Why is that wrong? I mean, I support that thesis.

> since being a next-token-predictor is compatible with being intelligent.

No. My argument is by definition that is wrong. It's wisdom vs intelligence. Street-smart vs book smart. I think we all agree there is a distinction between wisdom and intelligence. I would define wisdom as being able to recall pertinent facts and experiences. Intelligence is measured in novel situations, it's the ability to act as if one had wisdom.

A next token predictor by definition is recalling. The intelligence of a LLM is good enough to match questions to potentially pertinent definitions, but it ends there.

It feels like there is intelligence for sure. In part it is hard to comprehend what it would be like to know the entirety of every written word with perfect recall - hence essentially no situation is novel. LLMs fail on anything outside of their training data. The "outside of the training" data is the realm of intelligence.

I don't know why it's so important to argue that LLMs have this intelligence. It's just not there by definition of "next token predictor", which is at core a LLM.

For example, a human being probably could pass through a lot of life by responding with memorized answers to every question that has ever been asked in written history. They don't know a single word of what they are saying, their mind perfectly blank - but they're giving very passable and sophisticated answers.

> When mikert89 says "thinking machines have been invented",

Yeah, absolutely they have not. Unless we want to reducto absurd-um the definition of thinking.

§ **How to complete this task**: Copy the forum post on LLMs and intelligence, starting at the words "No. My argument" and ending after "one had wisdom.", and swap "wisdom" for "knowledge" wherever it occurs. The material that comes after this forum post is separate from it.

§ **Entries shown**:
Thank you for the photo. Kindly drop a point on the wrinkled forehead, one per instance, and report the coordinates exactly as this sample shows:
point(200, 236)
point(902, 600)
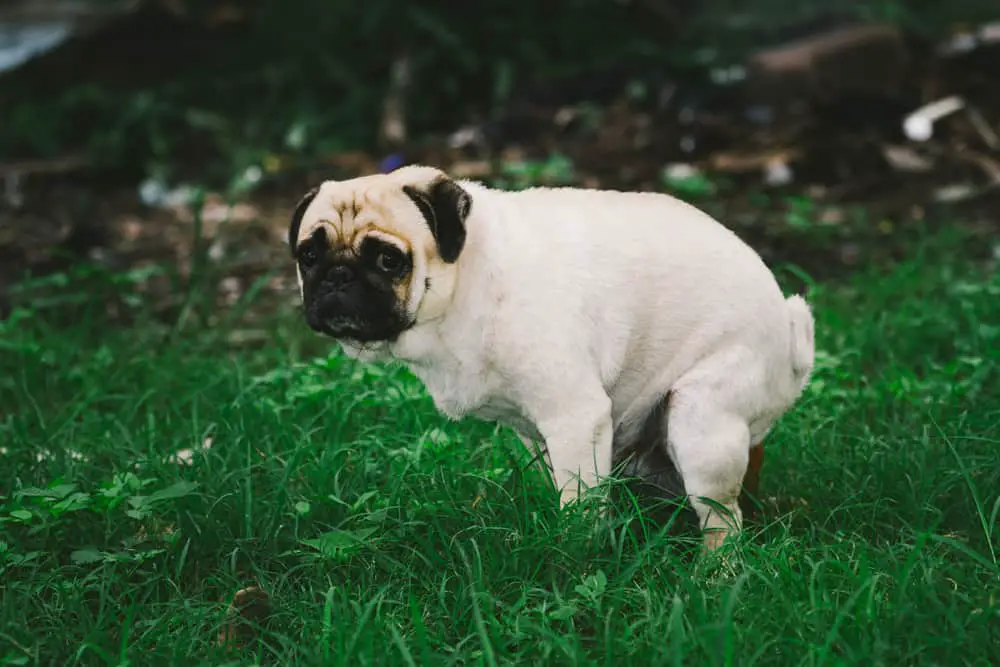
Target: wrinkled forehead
point(350, 210)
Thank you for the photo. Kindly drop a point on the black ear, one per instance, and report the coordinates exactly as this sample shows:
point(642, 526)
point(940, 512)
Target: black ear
point(300, 210)
point(445, 206)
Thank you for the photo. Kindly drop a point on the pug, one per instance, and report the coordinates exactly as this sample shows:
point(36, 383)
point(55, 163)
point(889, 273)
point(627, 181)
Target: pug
point(593, 322)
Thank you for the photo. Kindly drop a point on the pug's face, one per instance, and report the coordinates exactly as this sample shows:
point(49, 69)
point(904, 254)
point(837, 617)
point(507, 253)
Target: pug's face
point(377, 255)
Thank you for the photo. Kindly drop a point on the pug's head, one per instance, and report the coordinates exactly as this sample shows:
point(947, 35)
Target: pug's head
point(377, 255)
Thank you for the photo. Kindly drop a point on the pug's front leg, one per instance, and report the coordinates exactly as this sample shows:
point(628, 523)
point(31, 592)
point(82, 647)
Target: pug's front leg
point(579, 445)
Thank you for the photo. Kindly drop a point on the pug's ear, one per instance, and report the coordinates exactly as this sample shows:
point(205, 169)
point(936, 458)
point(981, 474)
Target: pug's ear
point(445, 206)
point(296, 222)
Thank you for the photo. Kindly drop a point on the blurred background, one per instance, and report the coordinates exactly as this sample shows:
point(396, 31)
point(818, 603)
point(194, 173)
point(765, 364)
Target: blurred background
point(164, 142)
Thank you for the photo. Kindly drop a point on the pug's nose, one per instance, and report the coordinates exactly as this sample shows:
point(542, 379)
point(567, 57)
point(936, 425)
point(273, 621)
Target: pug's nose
point(338, 276)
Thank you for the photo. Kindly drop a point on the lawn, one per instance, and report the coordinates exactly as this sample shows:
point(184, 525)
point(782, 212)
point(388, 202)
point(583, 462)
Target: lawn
point(150, 471)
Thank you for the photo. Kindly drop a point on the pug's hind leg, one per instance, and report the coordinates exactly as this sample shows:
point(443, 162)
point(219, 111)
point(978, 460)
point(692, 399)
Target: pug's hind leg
point(710, 447)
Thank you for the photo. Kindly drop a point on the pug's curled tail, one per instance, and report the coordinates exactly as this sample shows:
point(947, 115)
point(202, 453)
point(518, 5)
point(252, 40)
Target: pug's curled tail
point(803, 338)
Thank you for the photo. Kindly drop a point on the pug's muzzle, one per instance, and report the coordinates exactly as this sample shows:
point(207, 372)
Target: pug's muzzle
point(341, 304)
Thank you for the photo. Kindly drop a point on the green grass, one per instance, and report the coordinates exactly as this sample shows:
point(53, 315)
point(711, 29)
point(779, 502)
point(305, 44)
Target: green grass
point(387, 535)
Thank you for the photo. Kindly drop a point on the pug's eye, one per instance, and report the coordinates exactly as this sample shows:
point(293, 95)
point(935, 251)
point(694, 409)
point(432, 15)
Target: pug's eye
point(308, 256)
point(389, 260)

§ **Task solution**:
No. My argument is by definition that is wrong. It's knowledge vs intelligence. Street-smart vs book smart. I think we all agree there is a distinction between knowledge and intelligence. I would define knowledge as being able to recall pertinent facts and experiences. Intelligence is measured in novel situations, it's the ability to act as if one had knowledge.